** Start Available records **
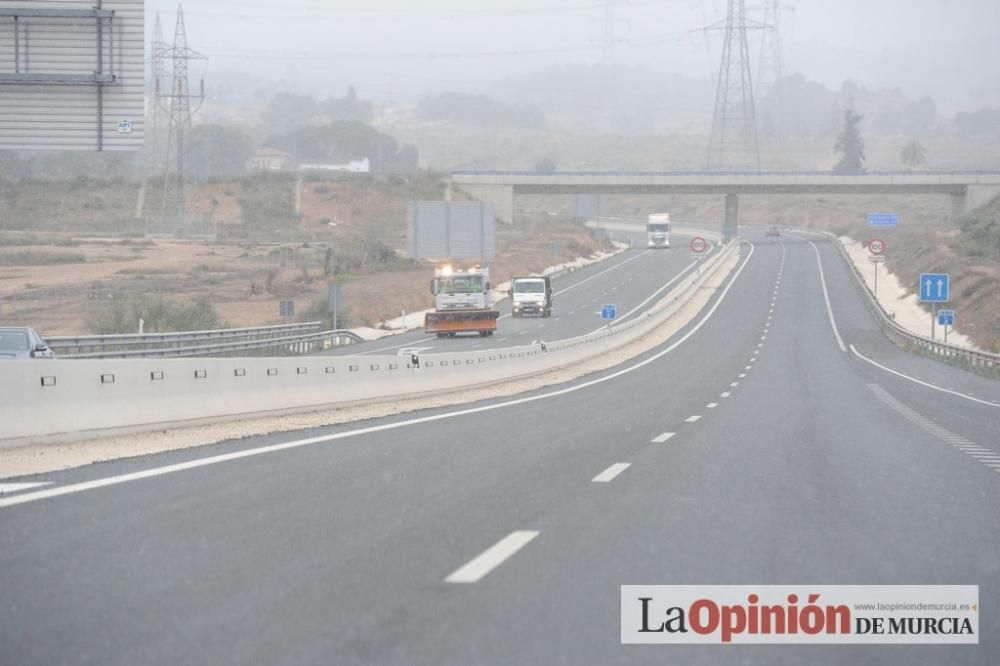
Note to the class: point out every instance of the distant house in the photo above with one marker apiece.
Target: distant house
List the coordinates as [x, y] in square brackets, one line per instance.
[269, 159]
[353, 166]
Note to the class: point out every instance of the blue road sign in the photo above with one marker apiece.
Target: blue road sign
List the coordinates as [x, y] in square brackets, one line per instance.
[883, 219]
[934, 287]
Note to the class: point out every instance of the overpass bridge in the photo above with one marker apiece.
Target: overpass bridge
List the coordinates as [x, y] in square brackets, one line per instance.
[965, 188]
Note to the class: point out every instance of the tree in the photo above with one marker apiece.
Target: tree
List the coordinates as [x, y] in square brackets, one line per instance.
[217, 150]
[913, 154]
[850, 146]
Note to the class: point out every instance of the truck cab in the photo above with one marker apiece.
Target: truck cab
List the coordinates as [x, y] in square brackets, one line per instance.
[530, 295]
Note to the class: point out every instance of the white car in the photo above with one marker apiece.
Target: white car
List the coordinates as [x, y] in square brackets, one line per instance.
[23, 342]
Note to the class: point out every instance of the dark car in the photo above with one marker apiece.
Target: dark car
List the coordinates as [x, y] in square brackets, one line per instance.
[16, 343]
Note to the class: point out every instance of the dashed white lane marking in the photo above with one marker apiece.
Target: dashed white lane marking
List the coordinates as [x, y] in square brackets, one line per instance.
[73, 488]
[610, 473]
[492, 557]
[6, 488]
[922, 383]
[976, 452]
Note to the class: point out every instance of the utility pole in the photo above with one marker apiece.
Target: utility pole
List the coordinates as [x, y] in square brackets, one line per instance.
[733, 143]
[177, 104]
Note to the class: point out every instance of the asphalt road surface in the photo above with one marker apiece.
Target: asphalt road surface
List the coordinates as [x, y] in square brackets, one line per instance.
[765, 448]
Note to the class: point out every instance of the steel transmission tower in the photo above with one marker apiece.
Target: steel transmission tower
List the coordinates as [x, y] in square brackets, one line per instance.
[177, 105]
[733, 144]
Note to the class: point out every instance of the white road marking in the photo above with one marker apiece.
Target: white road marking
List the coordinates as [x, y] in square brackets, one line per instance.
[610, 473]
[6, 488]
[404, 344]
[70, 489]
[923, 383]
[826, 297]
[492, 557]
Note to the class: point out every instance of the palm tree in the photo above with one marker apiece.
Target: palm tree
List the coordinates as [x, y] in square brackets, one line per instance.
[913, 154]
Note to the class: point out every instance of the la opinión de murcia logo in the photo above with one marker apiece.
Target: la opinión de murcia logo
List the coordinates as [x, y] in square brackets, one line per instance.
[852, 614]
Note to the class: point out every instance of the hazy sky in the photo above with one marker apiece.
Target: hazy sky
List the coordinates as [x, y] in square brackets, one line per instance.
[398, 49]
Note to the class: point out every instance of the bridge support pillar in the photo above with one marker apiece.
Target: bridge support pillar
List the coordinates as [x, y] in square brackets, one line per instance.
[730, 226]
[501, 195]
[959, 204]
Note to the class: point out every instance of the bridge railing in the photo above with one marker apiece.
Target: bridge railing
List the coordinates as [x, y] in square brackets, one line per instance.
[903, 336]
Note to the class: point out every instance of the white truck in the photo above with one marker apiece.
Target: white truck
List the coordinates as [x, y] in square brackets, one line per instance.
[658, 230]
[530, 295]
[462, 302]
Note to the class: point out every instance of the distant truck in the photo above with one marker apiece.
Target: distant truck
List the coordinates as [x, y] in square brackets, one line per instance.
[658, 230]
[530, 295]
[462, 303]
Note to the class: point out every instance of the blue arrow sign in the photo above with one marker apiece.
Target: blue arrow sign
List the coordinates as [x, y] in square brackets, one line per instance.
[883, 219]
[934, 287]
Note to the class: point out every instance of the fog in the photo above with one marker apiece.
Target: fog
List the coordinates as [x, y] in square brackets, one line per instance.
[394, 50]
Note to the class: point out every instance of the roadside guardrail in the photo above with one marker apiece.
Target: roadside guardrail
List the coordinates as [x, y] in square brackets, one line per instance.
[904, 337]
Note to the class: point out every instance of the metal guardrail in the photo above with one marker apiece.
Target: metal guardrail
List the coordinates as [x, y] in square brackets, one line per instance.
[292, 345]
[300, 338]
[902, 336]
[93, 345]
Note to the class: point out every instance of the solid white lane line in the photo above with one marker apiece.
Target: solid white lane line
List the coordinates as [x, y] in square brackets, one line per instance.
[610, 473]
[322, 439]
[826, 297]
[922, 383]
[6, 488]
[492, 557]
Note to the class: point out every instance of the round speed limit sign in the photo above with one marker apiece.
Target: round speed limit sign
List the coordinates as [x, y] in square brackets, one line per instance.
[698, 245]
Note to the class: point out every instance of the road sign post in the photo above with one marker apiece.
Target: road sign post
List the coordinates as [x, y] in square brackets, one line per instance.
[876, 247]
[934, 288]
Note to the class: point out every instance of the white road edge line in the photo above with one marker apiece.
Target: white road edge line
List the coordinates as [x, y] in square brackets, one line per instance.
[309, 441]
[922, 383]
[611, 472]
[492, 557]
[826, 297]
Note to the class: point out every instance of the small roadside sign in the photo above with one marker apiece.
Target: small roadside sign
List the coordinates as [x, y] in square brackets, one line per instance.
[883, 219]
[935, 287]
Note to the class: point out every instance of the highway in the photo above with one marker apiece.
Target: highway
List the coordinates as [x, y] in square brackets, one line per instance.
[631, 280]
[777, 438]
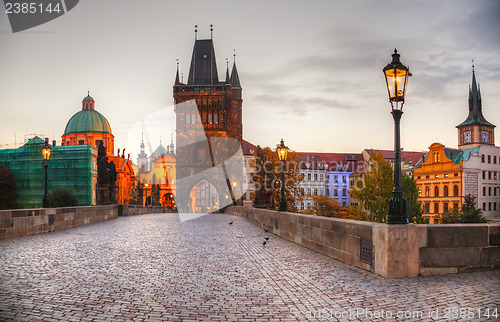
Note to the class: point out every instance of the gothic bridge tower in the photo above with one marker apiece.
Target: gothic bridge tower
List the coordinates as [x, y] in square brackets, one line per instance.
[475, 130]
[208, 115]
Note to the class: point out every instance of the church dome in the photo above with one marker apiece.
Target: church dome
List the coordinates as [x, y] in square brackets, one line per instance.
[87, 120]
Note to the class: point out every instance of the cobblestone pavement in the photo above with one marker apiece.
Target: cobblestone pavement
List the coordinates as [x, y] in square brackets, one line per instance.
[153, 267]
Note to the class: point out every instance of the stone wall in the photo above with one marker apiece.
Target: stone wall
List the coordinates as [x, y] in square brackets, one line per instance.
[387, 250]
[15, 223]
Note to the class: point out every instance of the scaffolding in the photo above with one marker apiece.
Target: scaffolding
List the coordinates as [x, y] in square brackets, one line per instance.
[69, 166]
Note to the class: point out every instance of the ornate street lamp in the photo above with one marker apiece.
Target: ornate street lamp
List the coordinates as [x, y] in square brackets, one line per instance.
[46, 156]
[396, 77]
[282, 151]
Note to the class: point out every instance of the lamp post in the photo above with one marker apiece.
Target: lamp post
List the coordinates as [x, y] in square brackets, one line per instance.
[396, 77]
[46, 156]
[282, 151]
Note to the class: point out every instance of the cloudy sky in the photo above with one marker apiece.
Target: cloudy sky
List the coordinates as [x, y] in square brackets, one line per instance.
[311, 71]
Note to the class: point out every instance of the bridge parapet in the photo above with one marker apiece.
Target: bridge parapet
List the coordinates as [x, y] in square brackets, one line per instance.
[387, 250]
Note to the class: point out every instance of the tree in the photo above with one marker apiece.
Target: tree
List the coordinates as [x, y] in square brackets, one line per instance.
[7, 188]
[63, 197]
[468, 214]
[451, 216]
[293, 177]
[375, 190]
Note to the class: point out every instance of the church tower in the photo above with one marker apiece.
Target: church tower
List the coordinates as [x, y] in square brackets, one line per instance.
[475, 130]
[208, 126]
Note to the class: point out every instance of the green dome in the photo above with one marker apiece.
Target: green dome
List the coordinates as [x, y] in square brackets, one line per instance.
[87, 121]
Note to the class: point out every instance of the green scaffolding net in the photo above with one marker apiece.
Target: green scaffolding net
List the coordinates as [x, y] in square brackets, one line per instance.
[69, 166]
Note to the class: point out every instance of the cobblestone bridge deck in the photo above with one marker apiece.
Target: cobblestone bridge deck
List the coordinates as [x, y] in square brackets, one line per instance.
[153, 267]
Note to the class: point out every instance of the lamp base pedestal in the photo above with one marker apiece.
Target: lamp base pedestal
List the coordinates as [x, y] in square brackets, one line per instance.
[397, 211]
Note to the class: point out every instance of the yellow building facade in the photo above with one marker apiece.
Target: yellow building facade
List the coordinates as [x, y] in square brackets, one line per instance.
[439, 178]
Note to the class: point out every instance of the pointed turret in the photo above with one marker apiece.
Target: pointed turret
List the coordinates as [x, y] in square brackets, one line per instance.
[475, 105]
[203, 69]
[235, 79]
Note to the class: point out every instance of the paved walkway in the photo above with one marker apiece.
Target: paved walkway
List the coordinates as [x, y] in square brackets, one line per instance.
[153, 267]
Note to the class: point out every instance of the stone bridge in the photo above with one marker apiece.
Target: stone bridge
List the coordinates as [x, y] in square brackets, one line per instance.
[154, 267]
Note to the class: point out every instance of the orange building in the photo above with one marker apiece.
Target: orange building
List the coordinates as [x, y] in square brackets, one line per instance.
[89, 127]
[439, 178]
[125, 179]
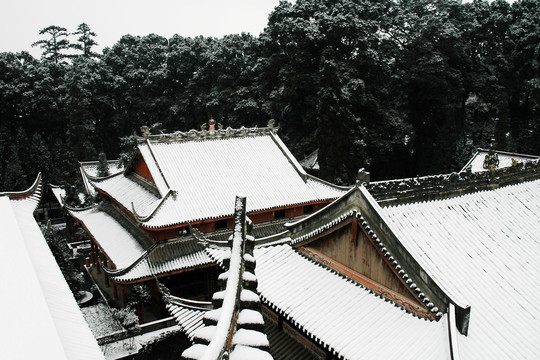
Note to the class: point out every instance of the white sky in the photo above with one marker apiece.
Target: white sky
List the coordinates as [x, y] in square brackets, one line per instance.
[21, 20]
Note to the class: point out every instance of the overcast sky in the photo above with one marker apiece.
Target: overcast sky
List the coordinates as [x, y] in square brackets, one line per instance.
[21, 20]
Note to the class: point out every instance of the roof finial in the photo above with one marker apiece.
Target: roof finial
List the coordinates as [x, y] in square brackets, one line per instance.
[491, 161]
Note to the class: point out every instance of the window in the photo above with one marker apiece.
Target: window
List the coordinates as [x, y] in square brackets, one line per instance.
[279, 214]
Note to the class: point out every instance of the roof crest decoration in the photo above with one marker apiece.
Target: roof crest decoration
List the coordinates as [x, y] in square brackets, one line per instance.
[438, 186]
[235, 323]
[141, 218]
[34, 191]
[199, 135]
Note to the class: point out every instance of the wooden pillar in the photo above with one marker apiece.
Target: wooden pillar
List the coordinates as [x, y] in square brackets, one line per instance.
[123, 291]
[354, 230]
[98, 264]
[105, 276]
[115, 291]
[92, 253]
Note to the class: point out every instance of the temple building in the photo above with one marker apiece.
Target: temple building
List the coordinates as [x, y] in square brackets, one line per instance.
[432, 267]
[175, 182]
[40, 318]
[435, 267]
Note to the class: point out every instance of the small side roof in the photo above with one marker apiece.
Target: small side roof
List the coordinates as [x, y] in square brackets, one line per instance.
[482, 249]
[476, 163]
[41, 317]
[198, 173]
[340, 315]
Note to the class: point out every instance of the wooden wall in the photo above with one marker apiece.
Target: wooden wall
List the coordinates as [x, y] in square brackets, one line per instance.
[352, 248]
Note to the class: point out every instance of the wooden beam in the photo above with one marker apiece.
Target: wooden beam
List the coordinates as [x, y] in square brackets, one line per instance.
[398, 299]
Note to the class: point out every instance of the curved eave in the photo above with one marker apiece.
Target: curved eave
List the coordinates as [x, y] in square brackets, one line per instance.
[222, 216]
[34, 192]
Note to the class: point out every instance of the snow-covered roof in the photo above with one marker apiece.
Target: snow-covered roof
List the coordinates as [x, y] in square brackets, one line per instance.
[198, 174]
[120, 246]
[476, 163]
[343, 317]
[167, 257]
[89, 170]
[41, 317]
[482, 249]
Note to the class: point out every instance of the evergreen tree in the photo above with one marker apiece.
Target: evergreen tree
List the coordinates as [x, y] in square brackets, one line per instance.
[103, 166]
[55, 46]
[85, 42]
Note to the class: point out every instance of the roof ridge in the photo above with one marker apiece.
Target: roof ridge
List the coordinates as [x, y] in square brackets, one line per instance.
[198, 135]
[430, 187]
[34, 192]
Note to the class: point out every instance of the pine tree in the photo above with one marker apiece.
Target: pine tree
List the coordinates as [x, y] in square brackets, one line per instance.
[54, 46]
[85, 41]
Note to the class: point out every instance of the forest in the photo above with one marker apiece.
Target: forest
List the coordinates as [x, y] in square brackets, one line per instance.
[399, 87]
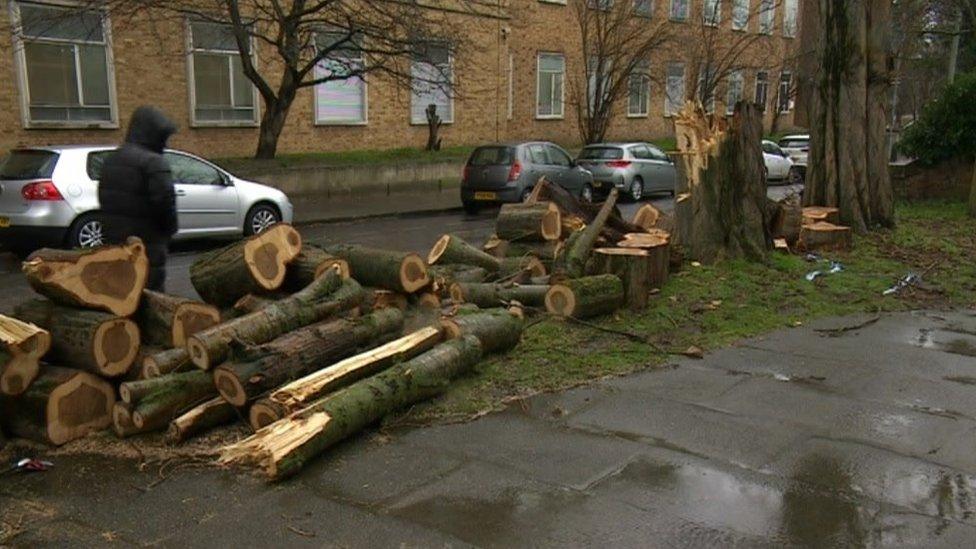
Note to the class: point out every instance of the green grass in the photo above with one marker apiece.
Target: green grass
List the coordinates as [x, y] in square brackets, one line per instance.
** End Available records **
- [Your goal]
With the pictures left out, write out exactly the lines from the line containing "Note to the class: point out every instance of the pine" through the final line.

- [Exercise output]
Note to the class: point out every instance of the pine tree in the photo above with one marker apiece.
Target: pine tree
List the coordinates as [x, y] in square brackets, one line per instance.
[54, 46]
[85, 41]
Note to the class: point out every instance of the forest in the photo above with one marker apiece.
Target: forest
List the coordinates as [x, y] in square brackets, one line per instance.
[399, 87]
Note to the class: point out every instance of the green grass in the photo above with one marker apiece.
Target: green grass
List the coordinates as [x, y] in square brackets, one line per instance.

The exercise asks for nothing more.